◆ TASK TO COMPLETE
How many lines of the material below contain the string "horse"? Reply with the number alone.

[Segmentation annotation records]
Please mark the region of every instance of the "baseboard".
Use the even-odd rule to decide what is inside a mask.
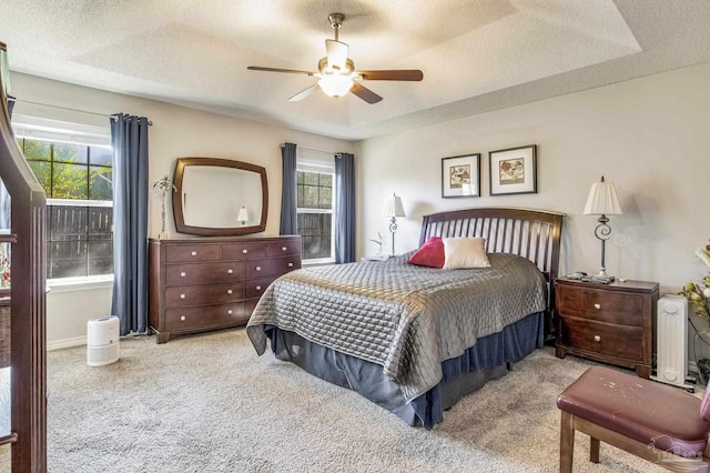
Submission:
[[[70,346],[81,346],[87,344],[87,336],[74,336],[72,339],[52,340],[47,342],[47,351],[68,349]]]

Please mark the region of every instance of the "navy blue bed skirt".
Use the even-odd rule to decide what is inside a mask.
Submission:
[[[277,359],[291,361],[315,376],[358,392],[409,425],[432,429],[444,420],[444,411],[463,395],[505,375],[510,363],[541,348],[544,325],[544,313],[538,312],[498,333],[478,339],[463,355],[445,360],[442,381],[409,403],[378,364],[313,343],[274,325],[265,325],[264,332]]]

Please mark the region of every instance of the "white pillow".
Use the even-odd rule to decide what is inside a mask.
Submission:
[[[490,268],[484,238],[445,238],[444,269]]]

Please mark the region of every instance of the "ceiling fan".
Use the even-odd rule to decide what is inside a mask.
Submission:
[[[303,100],[320,89],[323,90],[326,95],[335,99],[347,94],[347,92],[352,92],[367,103],[377,103],[382,100],[382,97],[359,83],[361,80],[420,81],[424,79],[424,73],[418,69],[356,71],[355,63],[347,57],[347,44],[338,41],[338,30],[345,20],[345,16],[343,13],[331,13],[328,14],[328,20],[335,29],[335,39],[325,40],[326,56],[318,61],[318,72],[262,68],[260,66],[250,66],[246,69],[252,71],[306,74],[320,79],[313,85],[290,98],[290,101]]]

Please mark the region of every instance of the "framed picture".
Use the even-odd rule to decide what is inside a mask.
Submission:
[[[490,195],[537,192],[537,144],[490,151]]]
[[[442,158],[442,197],[480,197],[480,154]]]

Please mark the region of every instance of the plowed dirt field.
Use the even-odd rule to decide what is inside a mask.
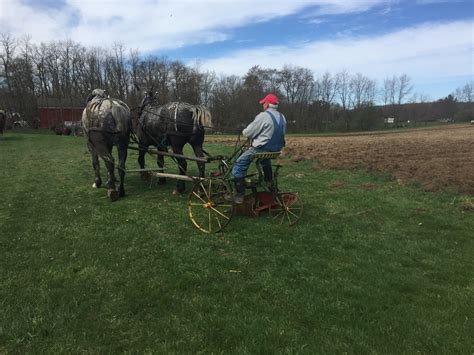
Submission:
[[[222,141],[214,137],[209,141]],[[229,142],[229,139],[224,139]],[[312,159],[329,169],[387,173],[426,191],[474,195],[474,126],[452,125],[398,132],[338,136],[288,136],[284,155]]]

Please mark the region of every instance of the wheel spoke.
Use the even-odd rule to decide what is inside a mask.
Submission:
[[[230,219],[229,217],[227,217],[225,214],[223,214],[221,211],[219,211],[217,208],[215,207],[211,207],[211,210],[213,210],[214,212],[216,212],[217,214],[221,215],[222,217],[224,217],[225,219]]]
[[[209,210],[209,233],[212,231],[211,210]]]
[[[200,182],[199,185],[201,186],[202,191],[204,191],[204,193],[206,194],[207,199],[210,200],[209,194],[207,193],[206,188],[204,187],[202,182]]]
[[[222,229],[222,224],[221,224],[221,221],[219,220],[219,217],[216,216],[216,221],[217,221],[217,224],[219,225],[219,230]]]
[[[207,203],[207,201],[205,201],[201,196],[199,196],[199,194],[197,194],[194,191],[193,191],[193,195],[196,196],[198,199],[200,199],[202,202]]]
[[[209,200],[211,199],[211,196],[212,196],[212,194],[211,194],[211,187],[212,187],[212,180],[209,180],[209,193],[208,193],[208,195],[207,195],[207,196],[209,197]]]

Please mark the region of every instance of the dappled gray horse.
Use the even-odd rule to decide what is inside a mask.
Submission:
[[[95,179],[92,187],[100,187],[102,180],[99,171],[99,156],[107,168],[107,189],[109,197],[116,200],[125,196],[124,178],[125,161],[132,127],[130,109],[118,100],[108,98],[105,91],[95,89],[87,98],[87,105],[82,113],[82,127],[87,138],[87,147],[92,157]],[[117,147],[119,158],[120,187],[115,190],[114,158],[112,148]]]
[[[145,153],[147,148],[155,146],[160,151],[167,151],[171,146],[173,153],[183,154],[183,147],[189,143],[197,157],[203,157],[205,127],[210,127],[211,113],[202,105],[191,105],[185,102],[170,102],[158,105],[153,97],[153,92],[148,91],[142,100],[140,117],[138,119],[137,138],[139,141],[138,163],[145,168]],[[176,158],[179,174],[185,175],[187,161]],[[158,167],[163,168],[163,156],[157,157]],[[198,162],[199,176],[204,177],[205,165]],[[165,179],[160,178],[159,183]],[[183,192],[185,184],[177,180],[176,190]]]

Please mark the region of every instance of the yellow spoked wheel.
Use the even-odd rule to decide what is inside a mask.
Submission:
[[[303,203],[297,192],[278,192],[269,210],[274,221],[293,225],[303,213]]]
[[[229,185],[221,179],[207,178],[198,181],[189,194],[189,218],[202,232],[217,233],[231,220],[233,203]]]

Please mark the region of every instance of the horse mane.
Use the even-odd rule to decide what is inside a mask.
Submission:
[[[170,102],[166,104],[166,108],[171,113],[171,118],[174,118],[176,111],[178,109],[185,109],[192,113],[193,117],[193,124],[199,127],[212,127],[212,118],[211,112],[209,109],[204,105],[191,105],[187,102]]]

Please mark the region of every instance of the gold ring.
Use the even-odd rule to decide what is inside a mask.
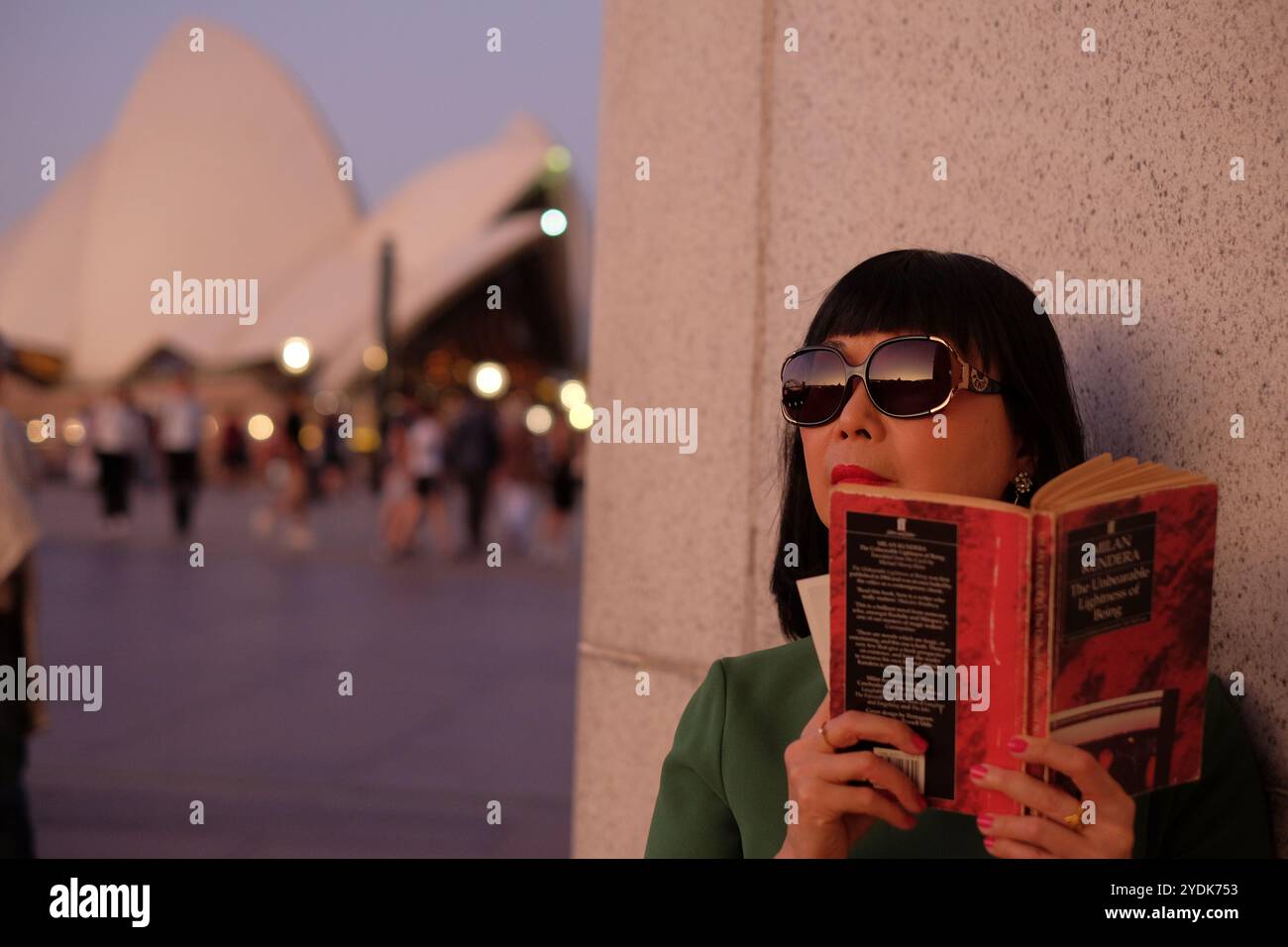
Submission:
[[[828,746],[832,746],[832,741],[827,738],[827,725],[828,725],[829,723],[831,723],[831,720],[824,720],[824,722],[823,722],[823,725],[818,728],[818,734],[819,734],[820,737],[823,737],[823,742],[824,742],[824,743],[827,743]],[[835,746],[832,746],[832,749],[835,750],[836,747],[835,747]]]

◆ RESULT FOR THIS EXERCISE
2